▸ **Verilen alıştırma**
Aşağıdaki Büyükerşen yazısına göre şu ifadelerin her biri için "Evet" ya da "Hayır" yazın ve kararı belirleyen sözleri yazıdan birebir alıntılayın:
1. Büyükerşen son seçimde Eskişehir'den yüzde 50'nin üzerinde oy aldı.
2. Yazar, konuyu Başbakan Erdoğan üzerinden işlemeyi seçiyor.
3. Büyükerşen'den nefret edenlerin sayısı çoktur.

▸ **Çıkarılan metin**
* * * * * * *
1-Murat TAŞKIN (BİZDEN SÖYLEMESİ)

1-Murat TAŞKIN (BİZDEN SÖYLEMESİ)

Büyükerşen'den nefret edenler ve Büyükerşen'e tapanlar. Bu yazı size gelsin...

Aslında aynı konuyu Ülke geneli için Başbakan Recep Tayyip Erdoğan'a da yazmak mümkün ama...
Biz yine de Eskişehir özeline dönüp, Yılmaz Büyükerşen'i yazalım.
Yılmaz Büyükerşen, son seçimde Eskişehir'den yüzde 50 nin üzerinde oy aldı.
Bu da açıkça gösteriyor ki, Eskişehir'in yarısı Yılmaz Büyükerşen'i seviyor, diğer yarısı ise sevmiyor.
Aldığı oydan yola çıkacak olursanız, böylesine basit bir sonuç çıkartmanız mümkün.
Ancak...
Konunun detayına inmek isterseniz, buyurun inelim şimdi.
Yılmaz Büyükerşen'e oy vermeyen kesim içinde, Yılmaz Büyükerşen'i günahı kadar sevmeyenler mevcut.
Yine...
Yılmaz Büyükerşen'e oy veren kesim içinde de, adeta kendisine aşkla bağlananlar var.
Aslında bu durumu şöyle de izah etmek mümkün...
Sayıları çok olmasa da...
Büyükerşen ve uygulamalarından bir şekilde zarara uğramış olanlar ve bu yüzden de içinde sürekli kuyruk acısı barındıranlar, Büyükerşen'den nefret ediyor.
Öte yandan...
* * * * * * *
▸ **Verilen bilgiler**

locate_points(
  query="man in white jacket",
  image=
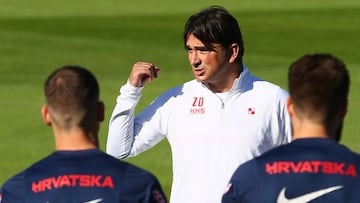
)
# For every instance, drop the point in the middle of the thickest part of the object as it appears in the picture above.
(222, 118)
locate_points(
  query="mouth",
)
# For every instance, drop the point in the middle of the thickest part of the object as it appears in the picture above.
(198, 71)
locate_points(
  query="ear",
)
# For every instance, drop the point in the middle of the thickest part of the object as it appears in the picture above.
(343, 110)
(290, 107)
(101, 111)
(234, 50)
(45, 115)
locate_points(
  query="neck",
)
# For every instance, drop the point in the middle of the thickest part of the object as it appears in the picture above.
(224, 81)
(73, 140)
(308, 129)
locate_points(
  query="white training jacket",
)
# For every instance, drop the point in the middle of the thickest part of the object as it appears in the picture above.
(209, 135)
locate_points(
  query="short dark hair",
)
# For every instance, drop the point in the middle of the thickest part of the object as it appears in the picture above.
(318, 85)
(215, 25)
(71, 92)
* * * * * * *
▸ **Alıştırma cevabı**
1. Evet: "Yılmaz Büyükerşen, son seçimde Eskişehir'den yüzde 50 nin üzerinde oy aldı."
2. Hayır: "Biz yine de Eskişehir özeline dönüp, Yılmaz Büyükerşen'i yazalım."
3. Hayır: "Sayıları çok olmasa da"